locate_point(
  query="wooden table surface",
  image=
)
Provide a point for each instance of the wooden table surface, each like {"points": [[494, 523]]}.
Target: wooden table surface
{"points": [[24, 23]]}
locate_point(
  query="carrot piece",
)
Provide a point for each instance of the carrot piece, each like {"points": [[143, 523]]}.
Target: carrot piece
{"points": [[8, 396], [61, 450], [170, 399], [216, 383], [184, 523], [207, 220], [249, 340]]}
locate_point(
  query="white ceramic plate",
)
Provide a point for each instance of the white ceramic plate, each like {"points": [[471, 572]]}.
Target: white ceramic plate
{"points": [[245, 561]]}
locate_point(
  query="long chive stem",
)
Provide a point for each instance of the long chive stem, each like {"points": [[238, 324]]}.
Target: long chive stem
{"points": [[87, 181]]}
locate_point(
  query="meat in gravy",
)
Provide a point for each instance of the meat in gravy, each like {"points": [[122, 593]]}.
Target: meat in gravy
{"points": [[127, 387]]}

============

Rewrite every line of the records above, requests included, multiplying each point coordinate in the answers by 0.2 and rounding to whole numbers, with halves rounded up. Leave the numbers in the requests and in their format samples unchanged.

locate_point(
  query="wooden table surface",
  image=
)
Provide a point for each instance of the wooden table surface, each like {"points": [[494, 523]]}.
Target: wooden table surface
{"points": [[5, 5]]}
locate_point(
  query="carrot piece",
)
Provide a point for each instance of the carrot piece, each like {"points": [[143, 523]]}.
Target: carrot piece
{"points": [[2, 79], [12, 90], [34, 80], [43, 77], [37, 105], [41, 44], [50, 68]]}
locate_point(
  query="white ceramic plate",
)
Provide a point for each instance of the white ceramic plate, each like {"points": [[471, 572]]}.
Target: white ceramic plate
{"points": [[49, 112]]}
locate_point(
  query="long chive stem",
)
Provide a point for each instance of the long chive stem, each like {"points": [[238, 324]]}.
Target: long chive stem
{"points": [[17, 36]]}
locate_point(
  query="meat in gravy",
)
Provide a point for each instance of the meat in gravy, each like {"points": [[122, 593]]}.
Target: meat in gravy
{"points": [[25, 77]]}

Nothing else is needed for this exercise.